— INSTRUCTIONS TO FOLLOW —
Transcribe every line of the records verbatim.

— INPUT FOR THIS TASK —
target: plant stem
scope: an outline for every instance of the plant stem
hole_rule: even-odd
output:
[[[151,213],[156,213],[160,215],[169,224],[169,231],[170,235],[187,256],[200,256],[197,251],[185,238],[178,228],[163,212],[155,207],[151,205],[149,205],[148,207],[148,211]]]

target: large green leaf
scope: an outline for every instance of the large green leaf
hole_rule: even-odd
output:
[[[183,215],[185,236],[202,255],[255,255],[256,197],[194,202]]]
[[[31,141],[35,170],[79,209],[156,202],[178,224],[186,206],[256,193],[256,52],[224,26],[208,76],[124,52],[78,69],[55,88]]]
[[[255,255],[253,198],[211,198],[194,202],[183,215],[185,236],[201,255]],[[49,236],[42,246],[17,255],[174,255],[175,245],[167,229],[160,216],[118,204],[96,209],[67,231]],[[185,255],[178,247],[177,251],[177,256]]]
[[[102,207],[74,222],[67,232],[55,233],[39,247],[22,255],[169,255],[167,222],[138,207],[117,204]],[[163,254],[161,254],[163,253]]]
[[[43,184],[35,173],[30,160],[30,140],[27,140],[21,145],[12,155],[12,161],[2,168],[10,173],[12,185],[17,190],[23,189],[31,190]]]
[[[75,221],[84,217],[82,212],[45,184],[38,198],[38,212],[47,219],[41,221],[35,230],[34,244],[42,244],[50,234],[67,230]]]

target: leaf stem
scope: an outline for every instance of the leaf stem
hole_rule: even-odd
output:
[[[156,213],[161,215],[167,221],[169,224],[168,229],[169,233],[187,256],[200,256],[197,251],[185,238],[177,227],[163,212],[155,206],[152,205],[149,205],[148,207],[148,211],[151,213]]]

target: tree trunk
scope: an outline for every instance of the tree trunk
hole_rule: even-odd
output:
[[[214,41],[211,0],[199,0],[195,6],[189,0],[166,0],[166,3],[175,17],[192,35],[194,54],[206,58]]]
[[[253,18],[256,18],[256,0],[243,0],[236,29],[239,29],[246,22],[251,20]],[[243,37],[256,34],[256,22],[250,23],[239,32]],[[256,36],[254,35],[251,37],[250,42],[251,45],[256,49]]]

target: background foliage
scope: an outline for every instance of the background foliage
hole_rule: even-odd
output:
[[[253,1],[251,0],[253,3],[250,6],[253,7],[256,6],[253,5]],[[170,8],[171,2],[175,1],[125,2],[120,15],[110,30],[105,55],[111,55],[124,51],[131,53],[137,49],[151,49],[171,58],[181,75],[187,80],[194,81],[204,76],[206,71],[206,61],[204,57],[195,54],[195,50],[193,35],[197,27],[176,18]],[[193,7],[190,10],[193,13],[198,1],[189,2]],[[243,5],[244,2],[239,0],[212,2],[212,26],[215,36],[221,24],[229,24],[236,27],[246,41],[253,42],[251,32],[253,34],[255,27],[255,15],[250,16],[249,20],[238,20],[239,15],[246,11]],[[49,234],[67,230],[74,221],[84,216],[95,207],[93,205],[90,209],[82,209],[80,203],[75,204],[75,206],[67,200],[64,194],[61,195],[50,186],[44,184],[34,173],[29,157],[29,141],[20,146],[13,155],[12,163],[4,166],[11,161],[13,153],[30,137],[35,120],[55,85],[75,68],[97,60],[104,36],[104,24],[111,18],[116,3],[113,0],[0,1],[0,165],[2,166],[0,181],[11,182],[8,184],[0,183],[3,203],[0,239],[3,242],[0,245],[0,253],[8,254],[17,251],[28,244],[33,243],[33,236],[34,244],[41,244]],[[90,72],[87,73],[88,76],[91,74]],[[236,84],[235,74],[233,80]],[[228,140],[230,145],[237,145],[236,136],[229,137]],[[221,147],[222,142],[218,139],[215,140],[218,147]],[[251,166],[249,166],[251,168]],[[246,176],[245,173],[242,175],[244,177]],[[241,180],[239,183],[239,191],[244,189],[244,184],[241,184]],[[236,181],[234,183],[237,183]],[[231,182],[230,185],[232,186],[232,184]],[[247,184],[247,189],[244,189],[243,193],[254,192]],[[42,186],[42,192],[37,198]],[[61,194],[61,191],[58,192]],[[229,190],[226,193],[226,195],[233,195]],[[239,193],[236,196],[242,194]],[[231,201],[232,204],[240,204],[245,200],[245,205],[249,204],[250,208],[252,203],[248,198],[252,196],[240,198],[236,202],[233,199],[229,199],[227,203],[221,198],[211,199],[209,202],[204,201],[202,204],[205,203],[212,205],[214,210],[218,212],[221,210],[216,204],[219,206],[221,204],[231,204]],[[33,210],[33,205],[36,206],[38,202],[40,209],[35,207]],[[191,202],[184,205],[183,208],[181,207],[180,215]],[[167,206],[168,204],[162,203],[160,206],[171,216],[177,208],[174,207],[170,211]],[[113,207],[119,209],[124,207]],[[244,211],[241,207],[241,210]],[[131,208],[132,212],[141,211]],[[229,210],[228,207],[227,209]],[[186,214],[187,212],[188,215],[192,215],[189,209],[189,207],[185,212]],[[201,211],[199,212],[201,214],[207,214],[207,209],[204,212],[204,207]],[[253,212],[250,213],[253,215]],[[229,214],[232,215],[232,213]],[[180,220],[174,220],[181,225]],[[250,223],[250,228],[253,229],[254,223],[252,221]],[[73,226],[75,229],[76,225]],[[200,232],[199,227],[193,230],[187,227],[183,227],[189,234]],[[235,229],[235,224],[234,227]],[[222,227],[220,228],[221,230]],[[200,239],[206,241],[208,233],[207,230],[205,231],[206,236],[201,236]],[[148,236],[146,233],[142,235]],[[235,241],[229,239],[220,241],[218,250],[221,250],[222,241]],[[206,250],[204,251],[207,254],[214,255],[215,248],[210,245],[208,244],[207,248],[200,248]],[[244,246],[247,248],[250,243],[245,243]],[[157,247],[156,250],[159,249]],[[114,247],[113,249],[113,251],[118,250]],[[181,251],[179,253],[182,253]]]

— REPLY —
target: plant stem
scope: an outline for every instance of the plant stem
hole_rule: even-odd
output:
[[[151,213],[156,213],[160,215],[169,224],[169,231],[170,235],[187,256],[200,256],[197,251],[185,238],[178,228],[163,212],[155,207],[151,205],[149,205],[148,207],[148,211]]]

target: large green leaf
scope: an outline for every instance of the large green leaf
hole_rule: even-odd
output:
[[[183,215],[185,236],[202,255],[255,255],[256,197],[194,202]]]
[[[31,141],[35,170],[79,209],[156,202],[178,224],[186,206],[256,193],[256,52],[224,26],[208,76],[124,52],[78,69],[55,88]]]
[[[255,255],[253,198],[211,198],[194,202],[183,215],[185,236],[201,255]],[[49,236],[42,246],[17,255],[174,255],[175,245],[167,229],[160,216],[118,204],[96,209],[67,231]],[[185,255],[178,247],[177,251],[177,256]]]
[[[102,207],[74,222],[67,232],[55,233],[39,247],[22,255],[169,255],[167,222],[138,207],[117,204]],[[163,254],[161,254],[163,253]]]
[[[43,184],[35,173],[30,160],[30,140],[27,140],[21,145],[12,155],[12,161],[2,168],[10,173],[12,185],[17,190],[23,189],[31,190]]]
[[[75,221],[84,217],[82,212],[45,184],[38,198],[38,212],[47,219],[41,221],[35,230],[34,244],[42,244],[50,234],[67,230]]]

target: leaf stem
scope: an outline for every instance of the leaf stem
hole_rule: even-odd
output:
[[[156,213],[161,215],[167,221],[169,224],[168,229],[169,233],[187,256],[200,256],[197,251],[185,238],[177,227],[163,212],[155,206],[152,205],[149,205],[148,207],[148,211],[151,213]]]

target: tree trunk
scope: an outline for every instance of the tree trunk
hole_rule: even-odd
output:
[[[214,41],[211,0],[199,0],[195,6],[189,0],[166,0],[166,3],[175,17],[192,35],[194,54],[206,58]]]
[[[253,18],[256,18],[256,0],[243,0],[236,29],[239,29],[246,22],[251,20]],[[243,37],[256,34],[256,22],[250,23],[239,32]],[[256,36],[254,35],[251,37],[250,42],[251,45],[256,49]]]

target: background foliage
scope: an outline for every instance of the background foliage
hole_rule: even-odd
output:
[[[253,1],[251,0],[253,3],[250,6],[253,7],[256,6],[253,5]],[[170,8],[171,2],[175,1],[125,2],[120,15],[110,30],[105,55],[111,55],[124,51],[131,53],[137,49],[151,49],[171,58],[181,75],[187,80],[194,81],[204,76],[206,71],[206,61],[204,57],[195,54],[195,50],[193,35],[197,27],[176,18]],[[193,7],[190,10],[193,13],[198,1],[189,2]],[[243,5],[244,2],[239,0],[212,2],[212,26],[215,36],[221,24],[229,24],[236,27],[246,41],[253,42],[251,32],[253,34],[255,27],[255,15],[250,16],[249,20],[238,20],[239,15],[246,11]],[[49,234],[67,230],[74,221],[84,216],[95,207],[93,205],[90,209],[82,209],[80,203],[75,204],[75,206],[67,200],[64,194],[61,195],[50,186],[44,184],[34,173],[29,157],[29,141],[20,146],[13,155],[12,163],[4,166],[11,161],[13,153],[30,137],[35,120],[55,85],[75,68],[97,60],[104,36],[104,24],[111,18],[116,3],[113,0],[0,1],[0,165],[2,166],[0,181],[11,182],[8,184],[0,183],[3,203],[0,239],[3,242],[0,245],[0,253],[8,254],[17,251],[28,244],[33,243],[33,236],[34,244],[41,244]],[[90,72],[87,73],[88,76],[91,74]],[[236,84],[235,74],[233,80]],[[228,140],[230,145],[237,145],[236,136],[229,137]],[[221,147],[222,142],[218,139],[215,140],[218,147]],[[251,166],[249,166],[251,168]],[[246,176],[245,173],[242,175],[244,177]],[[241,180],[239,183],[239,191],[244,189],[244,184],[241,184]],[[236,181],[234,183],[237,183]],[[231,182],[230,185],[232,186],[232,184]],[[247,184],[247,189],[244,189],[243,193],[254,192]],[[42,186],[42,192],[37,198]],[[61,194],[61,191],[58,192]],[[229,190],[226,193],[226,195],[233,195]],[[239,193],[236,196],[242,194]],[[231,201],[232,204],[240,204],[245,200],[245,205],[249,204],[250,208],[252,203],[248,198],[252,196],[240,198],[236,202],[233,199],[229,199],[227,203],[221,198],[211,199],[209,202],[204,201],[202,204],[205,203],[212,205],[214,210],[218,212],[221,210],[216,204],[219,206],[221,204],[231,204]],[[33,210],[33,205],[36,206],[38,202],[40,209],[35,207]],[[191,202],[184,205],[183,208],[181,207],[180,215]],[[167,206],[168,204],[162,203],[160,206],[171,216],[177,208],[174,207],[170,211]],[[113,207],[119,209],[124,207]],[[244,211],[241,207],[241,210]],[[131,208],[132,212],[141,211]],[[229,210],[228,207],[227,209]],[[186,214],[187,212],[188,215],[192,215],[189,209],[189,207],[185,212]],[[201,211],[199,212],[201,214],[207,214],[207,209],[204,212],[204,207]],[[253,212],[250,213],[253,215]],[[229,214],[232,215],[232,213]],[[180,220],[174,220],[181,225]],[[250,223],[250,228],[253,229],[254,223],[252,221]],[[73,226],[75,229],[76,225]],[[200,232],[199,227],[193,230],[187,227],[183,227],[189,234]],[[235,229],[235,224],[234,227]],[[222,227],[220,228],[221,230]],[[200,239],[206,241],[208,233],[207,230],[205,231],[206,236],[201,236]],[[148,236],[146,233],[142,235]],[[235,241],[229,239],[220,241],[218,250],[221,250],[222,241]],[[206,250],[204,251],[207,254],[214,255],[215,248],[210,245],[208,244],[207,248],[200,248]],[[244,246],[247,248],[250,243],[245,243]],[[157,247],[156,250],[159,249]],[[114,247],[113,249],[113,251],[118,250]],[[181,251],[179,253],[182,253]]]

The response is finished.